→ **Exercise brief**: Copy the entries from the line containing "Expected behaviour: the pointer locates the wooden" through the last line, switching "marker" to "dot" and keeping everything else the same.

Source data
= = = =

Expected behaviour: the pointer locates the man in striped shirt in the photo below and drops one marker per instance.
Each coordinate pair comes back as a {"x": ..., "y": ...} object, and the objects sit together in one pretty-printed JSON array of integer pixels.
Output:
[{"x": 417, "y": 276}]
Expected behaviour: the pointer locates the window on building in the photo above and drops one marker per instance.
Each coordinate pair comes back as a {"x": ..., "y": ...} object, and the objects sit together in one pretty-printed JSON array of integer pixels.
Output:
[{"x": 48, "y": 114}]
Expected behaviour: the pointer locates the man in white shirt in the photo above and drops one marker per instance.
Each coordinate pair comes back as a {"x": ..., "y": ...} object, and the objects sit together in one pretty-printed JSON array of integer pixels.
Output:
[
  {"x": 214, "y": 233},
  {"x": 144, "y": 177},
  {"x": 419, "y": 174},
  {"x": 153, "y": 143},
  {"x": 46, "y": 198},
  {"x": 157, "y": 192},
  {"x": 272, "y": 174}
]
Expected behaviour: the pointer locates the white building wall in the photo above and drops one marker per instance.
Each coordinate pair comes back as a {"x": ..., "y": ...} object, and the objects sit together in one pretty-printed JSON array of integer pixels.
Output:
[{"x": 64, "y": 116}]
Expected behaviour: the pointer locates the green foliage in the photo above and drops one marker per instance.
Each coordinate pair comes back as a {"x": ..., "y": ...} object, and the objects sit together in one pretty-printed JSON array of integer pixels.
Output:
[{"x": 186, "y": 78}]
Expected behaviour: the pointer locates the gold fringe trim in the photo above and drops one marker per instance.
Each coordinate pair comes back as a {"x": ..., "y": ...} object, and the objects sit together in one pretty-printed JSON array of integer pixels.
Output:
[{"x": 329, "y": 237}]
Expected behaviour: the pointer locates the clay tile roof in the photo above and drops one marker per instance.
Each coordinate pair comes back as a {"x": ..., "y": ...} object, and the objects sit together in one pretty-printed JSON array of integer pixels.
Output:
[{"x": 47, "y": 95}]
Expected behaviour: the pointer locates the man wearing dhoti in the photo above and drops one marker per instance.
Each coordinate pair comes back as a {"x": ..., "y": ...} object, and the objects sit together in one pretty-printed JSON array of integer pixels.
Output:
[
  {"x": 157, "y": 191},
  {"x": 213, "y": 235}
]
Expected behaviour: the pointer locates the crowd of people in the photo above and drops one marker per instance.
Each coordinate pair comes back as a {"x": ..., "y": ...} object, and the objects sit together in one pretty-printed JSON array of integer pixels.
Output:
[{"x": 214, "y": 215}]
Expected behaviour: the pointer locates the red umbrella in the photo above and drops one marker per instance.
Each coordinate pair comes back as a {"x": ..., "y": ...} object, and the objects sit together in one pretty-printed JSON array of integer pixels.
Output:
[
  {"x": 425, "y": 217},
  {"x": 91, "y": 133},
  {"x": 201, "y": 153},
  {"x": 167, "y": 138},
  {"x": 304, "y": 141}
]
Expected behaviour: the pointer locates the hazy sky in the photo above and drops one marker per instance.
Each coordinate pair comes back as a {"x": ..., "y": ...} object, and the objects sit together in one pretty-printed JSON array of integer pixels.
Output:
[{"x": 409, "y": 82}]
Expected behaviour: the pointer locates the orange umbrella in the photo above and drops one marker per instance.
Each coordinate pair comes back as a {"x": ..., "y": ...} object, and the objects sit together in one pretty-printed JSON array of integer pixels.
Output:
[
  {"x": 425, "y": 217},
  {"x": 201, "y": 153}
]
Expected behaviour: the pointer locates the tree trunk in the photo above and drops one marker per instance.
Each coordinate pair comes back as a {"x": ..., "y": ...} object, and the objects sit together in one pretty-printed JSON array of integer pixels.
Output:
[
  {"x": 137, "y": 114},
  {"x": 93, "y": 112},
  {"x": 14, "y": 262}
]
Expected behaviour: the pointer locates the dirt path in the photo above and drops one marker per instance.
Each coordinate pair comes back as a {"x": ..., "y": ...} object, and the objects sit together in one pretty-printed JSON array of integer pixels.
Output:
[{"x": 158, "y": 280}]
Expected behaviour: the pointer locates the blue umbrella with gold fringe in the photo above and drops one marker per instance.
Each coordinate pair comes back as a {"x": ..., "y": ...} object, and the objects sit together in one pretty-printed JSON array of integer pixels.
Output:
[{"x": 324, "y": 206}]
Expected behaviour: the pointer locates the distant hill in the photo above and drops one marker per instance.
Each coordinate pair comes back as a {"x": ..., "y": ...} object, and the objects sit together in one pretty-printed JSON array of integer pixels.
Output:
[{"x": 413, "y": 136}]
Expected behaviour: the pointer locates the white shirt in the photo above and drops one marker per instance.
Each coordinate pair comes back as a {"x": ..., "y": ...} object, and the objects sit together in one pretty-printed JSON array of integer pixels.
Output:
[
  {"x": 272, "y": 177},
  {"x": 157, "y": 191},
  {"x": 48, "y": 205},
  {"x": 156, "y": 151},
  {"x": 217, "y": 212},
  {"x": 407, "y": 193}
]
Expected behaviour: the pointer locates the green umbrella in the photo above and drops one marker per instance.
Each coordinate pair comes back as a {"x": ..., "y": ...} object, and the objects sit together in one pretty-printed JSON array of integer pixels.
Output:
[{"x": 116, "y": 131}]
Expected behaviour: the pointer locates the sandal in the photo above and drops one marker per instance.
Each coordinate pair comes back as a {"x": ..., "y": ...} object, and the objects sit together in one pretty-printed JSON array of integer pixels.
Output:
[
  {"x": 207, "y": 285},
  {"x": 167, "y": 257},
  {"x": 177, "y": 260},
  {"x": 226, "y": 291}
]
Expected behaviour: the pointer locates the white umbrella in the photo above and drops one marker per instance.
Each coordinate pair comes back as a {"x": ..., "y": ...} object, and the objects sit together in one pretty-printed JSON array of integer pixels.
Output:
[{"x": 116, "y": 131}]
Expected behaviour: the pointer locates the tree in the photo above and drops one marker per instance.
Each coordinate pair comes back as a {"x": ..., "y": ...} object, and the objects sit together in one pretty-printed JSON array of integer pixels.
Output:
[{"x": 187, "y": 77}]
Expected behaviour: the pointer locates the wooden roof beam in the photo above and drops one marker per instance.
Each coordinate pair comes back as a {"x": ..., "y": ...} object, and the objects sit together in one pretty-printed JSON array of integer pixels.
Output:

= = = =

→ **Task answer**:
Expected behaviour: the pointer locates the wooden roof beam in the photo above and drops one dot per instance.
Each coordinate pair comes back as a {"x": ..., "y": ...} object, and the objects sit together in one pretty-printed JSON array of integer pixels.
Output:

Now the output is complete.